§ **RAW DATA**:

#####

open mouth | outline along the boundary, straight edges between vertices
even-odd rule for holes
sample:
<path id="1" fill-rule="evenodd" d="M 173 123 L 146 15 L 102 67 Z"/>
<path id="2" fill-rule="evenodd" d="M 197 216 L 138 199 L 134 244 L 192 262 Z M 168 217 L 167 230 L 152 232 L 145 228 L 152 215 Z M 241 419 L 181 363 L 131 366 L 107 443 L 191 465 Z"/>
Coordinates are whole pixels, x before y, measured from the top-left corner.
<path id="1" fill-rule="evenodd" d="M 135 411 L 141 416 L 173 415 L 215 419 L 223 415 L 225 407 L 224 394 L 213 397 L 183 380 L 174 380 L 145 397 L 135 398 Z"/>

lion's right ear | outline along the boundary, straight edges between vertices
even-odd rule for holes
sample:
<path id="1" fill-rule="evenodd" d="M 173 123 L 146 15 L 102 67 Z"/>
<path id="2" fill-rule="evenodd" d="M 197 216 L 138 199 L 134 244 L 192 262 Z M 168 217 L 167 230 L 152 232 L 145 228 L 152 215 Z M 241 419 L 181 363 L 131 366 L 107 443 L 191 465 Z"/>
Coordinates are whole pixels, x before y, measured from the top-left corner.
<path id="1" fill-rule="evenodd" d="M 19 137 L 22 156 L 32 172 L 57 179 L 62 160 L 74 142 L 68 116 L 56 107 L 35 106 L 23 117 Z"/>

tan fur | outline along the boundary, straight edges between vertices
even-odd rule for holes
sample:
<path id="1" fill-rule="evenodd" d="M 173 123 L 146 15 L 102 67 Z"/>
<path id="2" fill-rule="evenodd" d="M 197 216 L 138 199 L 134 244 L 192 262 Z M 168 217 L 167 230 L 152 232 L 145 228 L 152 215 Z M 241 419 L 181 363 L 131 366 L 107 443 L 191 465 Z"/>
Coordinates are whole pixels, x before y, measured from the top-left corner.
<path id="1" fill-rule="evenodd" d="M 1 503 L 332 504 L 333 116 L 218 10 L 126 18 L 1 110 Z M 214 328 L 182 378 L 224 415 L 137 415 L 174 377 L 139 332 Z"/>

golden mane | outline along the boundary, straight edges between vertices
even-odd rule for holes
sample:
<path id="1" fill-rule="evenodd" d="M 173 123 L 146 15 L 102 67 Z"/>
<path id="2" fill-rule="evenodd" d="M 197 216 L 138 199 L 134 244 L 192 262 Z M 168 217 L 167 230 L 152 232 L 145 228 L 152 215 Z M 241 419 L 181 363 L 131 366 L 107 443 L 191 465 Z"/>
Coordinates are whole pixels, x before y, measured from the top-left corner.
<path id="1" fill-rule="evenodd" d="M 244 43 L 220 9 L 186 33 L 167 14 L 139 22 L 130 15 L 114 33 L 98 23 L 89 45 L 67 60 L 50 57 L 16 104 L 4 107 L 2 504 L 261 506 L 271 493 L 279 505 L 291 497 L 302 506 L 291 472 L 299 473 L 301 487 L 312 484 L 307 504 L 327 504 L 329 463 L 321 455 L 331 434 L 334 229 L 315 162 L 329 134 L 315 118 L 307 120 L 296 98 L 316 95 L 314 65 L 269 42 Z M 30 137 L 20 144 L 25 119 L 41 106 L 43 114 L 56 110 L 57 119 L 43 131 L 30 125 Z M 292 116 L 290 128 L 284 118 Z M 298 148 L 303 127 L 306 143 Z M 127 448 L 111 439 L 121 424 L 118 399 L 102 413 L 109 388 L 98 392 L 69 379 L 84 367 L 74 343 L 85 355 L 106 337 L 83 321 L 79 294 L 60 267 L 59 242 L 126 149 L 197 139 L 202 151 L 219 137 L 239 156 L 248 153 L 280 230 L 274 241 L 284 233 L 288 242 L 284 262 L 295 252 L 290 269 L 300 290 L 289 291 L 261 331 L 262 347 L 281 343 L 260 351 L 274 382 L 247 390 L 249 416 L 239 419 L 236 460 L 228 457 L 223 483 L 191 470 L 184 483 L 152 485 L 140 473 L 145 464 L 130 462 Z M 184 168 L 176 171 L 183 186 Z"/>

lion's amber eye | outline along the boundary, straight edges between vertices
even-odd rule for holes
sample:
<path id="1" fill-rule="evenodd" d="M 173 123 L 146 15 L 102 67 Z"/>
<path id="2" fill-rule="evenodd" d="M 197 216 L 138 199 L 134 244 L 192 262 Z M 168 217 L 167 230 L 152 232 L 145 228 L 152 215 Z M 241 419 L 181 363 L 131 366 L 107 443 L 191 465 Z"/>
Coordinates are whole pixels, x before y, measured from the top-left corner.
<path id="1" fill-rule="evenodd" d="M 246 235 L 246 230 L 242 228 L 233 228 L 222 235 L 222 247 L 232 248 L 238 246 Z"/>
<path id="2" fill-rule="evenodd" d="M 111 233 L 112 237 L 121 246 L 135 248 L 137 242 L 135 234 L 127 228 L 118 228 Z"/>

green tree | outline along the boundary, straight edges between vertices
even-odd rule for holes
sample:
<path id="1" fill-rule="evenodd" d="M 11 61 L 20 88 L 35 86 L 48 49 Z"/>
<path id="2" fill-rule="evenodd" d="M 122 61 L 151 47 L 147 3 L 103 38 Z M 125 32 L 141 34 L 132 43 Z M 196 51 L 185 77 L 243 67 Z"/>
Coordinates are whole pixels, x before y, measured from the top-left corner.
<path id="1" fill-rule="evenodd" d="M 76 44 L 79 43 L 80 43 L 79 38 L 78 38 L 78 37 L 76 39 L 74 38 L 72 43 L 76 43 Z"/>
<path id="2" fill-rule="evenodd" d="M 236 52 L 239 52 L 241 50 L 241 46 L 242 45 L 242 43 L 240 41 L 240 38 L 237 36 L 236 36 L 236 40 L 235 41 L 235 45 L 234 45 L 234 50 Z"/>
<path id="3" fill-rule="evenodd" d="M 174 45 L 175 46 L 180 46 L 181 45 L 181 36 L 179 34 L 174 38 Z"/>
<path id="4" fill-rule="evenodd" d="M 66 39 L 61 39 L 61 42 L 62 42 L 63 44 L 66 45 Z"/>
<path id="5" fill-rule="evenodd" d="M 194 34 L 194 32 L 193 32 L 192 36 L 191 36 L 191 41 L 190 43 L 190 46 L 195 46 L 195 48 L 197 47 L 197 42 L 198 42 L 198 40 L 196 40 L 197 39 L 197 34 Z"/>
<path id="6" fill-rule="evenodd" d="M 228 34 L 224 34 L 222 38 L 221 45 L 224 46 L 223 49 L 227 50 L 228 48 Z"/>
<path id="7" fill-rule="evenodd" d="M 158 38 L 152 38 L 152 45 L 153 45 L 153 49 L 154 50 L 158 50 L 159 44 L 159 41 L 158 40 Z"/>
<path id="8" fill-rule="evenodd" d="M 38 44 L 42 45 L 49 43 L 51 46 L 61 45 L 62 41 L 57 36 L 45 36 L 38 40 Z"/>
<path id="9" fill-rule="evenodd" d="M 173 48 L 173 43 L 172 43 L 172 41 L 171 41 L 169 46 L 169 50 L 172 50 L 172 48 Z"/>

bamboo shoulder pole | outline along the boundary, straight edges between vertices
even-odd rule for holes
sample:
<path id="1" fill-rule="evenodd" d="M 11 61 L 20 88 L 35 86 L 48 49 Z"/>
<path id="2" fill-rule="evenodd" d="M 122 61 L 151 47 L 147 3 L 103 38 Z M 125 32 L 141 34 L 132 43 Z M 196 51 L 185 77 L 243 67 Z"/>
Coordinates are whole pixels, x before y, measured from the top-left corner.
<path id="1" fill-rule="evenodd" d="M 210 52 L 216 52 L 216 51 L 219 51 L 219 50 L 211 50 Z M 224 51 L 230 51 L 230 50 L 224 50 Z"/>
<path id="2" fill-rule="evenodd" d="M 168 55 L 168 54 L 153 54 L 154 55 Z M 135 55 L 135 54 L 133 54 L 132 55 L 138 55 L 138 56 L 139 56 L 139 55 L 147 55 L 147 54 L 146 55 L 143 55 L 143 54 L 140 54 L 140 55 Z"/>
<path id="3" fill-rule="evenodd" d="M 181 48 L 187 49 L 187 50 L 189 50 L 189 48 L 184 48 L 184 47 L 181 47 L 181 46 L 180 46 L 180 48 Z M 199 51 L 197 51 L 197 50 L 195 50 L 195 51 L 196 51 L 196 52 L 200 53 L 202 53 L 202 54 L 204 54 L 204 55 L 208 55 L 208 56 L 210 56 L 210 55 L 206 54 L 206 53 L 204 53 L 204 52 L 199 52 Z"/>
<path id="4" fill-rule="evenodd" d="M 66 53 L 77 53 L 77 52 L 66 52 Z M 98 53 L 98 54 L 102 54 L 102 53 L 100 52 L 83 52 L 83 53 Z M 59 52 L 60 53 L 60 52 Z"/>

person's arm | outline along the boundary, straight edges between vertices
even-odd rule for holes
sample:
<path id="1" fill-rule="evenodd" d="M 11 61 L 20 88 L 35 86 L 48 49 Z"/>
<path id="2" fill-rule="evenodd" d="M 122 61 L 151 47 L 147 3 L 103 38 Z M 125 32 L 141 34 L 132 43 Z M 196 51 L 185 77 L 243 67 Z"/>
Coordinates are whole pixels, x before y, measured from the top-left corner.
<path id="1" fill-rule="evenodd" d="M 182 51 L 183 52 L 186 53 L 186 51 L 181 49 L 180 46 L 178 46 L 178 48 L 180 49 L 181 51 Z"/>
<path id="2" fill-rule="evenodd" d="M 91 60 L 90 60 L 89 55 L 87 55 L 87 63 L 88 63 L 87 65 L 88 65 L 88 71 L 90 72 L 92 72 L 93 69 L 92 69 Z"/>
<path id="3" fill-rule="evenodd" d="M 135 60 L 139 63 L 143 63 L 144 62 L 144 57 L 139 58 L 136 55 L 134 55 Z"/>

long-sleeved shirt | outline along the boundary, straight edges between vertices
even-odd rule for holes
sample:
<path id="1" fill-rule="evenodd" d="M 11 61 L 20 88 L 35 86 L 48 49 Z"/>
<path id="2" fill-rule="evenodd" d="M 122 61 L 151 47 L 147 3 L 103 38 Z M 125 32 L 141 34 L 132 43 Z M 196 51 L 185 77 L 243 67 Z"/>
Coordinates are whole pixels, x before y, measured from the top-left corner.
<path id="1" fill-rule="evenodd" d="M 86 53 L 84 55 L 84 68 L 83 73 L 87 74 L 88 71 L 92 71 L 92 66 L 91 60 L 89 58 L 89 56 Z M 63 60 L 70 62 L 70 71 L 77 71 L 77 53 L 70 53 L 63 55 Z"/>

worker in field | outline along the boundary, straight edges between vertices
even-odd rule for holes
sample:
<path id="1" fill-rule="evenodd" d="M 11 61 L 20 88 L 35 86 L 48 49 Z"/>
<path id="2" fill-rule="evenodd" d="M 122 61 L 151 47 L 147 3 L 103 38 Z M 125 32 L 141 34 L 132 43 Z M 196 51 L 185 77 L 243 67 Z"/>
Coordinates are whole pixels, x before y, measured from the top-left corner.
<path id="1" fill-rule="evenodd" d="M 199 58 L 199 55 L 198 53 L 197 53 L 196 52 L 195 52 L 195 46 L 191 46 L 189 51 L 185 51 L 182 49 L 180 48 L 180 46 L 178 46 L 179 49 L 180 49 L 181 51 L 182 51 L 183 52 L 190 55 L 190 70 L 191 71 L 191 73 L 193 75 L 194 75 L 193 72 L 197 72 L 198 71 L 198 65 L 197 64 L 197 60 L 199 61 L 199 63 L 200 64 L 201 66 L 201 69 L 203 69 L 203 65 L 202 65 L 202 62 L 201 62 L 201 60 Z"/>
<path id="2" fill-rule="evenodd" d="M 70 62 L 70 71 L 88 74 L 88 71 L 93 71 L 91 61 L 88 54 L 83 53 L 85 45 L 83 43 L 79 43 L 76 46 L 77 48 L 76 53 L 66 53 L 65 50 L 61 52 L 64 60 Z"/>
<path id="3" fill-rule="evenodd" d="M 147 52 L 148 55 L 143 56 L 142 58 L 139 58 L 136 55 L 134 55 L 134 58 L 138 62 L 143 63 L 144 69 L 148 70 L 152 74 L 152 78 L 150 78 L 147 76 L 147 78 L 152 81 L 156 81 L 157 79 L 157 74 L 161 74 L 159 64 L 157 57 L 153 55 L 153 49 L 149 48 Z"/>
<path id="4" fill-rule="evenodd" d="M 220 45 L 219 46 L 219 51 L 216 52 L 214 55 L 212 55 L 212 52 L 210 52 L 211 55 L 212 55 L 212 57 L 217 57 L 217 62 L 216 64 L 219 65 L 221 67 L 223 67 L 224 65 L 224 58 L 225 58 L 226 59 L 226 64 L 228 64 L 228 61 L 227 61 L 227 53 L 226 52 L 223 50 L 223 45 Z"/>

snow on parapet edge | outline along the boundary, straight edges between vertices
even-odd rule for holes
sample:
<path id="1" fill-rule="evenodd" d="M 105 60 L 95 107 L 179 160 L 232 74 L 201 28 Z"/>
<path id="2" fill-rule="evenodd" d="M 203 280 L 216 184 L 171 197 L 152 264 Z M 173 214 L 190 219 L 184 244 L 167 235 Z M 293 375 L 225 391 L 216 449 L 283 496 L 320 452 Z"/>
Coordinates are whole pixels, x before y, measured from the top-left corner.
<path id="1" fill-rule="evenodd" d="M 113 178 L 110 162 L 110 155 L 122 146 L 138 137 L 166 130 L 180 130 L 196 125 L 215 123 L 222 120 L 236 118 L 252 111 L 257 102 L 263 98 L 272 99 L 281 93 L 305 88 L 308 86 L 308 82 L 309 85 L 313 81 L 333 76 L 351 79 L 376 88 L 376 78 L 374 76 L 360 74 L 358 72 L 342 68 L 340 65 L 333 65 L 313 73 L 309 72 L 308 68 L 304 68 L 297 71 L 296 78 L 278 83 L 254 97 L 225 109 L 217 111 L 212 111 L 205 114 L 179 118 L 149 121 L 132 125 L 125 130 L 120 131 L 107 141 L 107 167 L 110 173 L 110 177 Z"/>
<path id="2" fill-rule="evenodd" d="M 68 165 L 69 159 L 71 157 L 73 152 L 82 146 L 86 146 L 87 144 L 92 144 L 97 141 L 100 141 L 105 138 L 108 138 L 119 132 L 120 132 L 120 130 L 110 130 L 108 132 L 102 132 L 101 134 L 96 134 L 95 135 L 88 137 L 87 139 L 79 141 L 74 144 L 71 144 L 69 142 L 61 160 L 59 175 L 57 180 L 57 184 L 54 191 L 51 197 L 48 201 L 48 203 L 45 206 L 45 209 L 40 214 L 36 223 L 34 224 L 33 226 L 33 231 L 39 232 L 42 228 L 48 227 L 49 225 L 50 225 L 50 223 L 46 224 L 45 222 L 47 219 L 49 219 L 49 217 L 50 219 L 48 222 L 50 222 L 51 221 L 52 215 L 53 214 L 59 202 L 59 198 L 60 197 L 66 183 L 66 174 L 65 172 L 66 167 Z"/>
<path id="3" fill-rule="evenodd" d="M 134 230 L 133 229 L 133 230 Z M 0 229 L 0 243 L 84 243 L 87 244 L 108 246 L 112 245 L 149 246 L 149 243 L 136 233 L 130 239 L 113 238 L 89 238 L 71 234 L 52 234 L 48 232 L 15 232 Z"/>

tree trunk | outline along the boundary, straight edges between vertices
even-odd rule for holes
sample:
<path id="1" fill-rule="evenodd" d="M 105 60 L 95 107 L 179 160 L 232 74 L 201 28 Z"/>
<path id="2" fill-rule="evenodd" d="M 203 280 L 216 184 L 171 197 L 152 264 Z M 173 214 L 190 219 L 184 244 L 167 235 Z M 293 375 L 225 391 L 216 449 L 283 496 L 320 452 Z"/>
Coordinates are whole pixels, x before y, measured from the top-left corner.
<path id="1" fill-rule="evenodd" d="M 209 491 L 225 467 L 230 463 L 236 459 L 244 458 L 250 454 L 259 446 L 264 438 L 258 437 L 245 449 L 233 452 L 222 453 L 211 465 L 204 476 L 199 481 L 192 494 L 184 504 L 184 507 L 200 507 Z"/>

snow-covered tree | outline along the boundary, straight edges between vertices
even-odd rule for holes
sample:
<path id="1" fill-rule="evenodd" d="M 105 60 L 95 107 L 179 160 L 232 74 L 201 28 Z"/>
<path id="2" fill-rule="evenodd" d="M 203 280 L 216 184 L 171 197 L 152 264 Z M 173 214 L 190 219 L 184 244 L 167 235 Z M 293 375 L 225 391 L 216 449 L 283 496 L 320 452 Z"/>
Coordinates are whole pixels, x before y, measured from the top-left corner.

#####

§ **DESCRIPTION OF THE TASK**: Please output the stretch of the entries from the line containing "long-sleeved shirt |" through the line containing "86 53 L 84 55", both lines included, as a JSON list of strings with one string per line and no blank lines.

§ **OUTPUT FOR THIS EXERCISE**:
[
  "long-sleeved shirt | outline along the boundary, straight edges between vertices",
  "even-odd rule for holes",
  "sample:",
  "<path id=\"1\" fill-rule=\"evenodd\" d=\"M 11 61 L 20 88 L 35 86 L 48 49 Z\"/>",
  "<path id=\"2\" fill-rule=\"evenodd\" d=\"M 122 61 L 151 47 L 147 3 L 103 38 Z M 125 32 L 141 34 L 132 43 Z M 196 51 L 185 77 L 243 67 Z\"/>",
  "Coordinates are whole pixels, x before y, measured from the top-left corner.",
  "<path id=\"1\" fill-rule=\"evenodd\" d=\"M 86 53 L 84 55 L 84 68 L 83 73 L 87 74 L 88 71 L 92 71 L 92 66 L 91 60 L 89 58 L 89 56 Z M 63 60 L 70 62 L 70 71 L 77 71 L 77 53 L 70 53 L 63 55 Z\"/>"
]